◆ **Direction**
Reproduce the following records line for line, unchanged.

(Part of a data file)
++++++
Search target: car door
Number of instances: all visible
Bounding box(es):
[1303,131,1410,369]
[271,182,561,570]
++++++
◆ **The answer**
Search target: car door
Number of instances: all visible
Bounding box(es):
[1303,131,1410,369]
[271,182,561,570]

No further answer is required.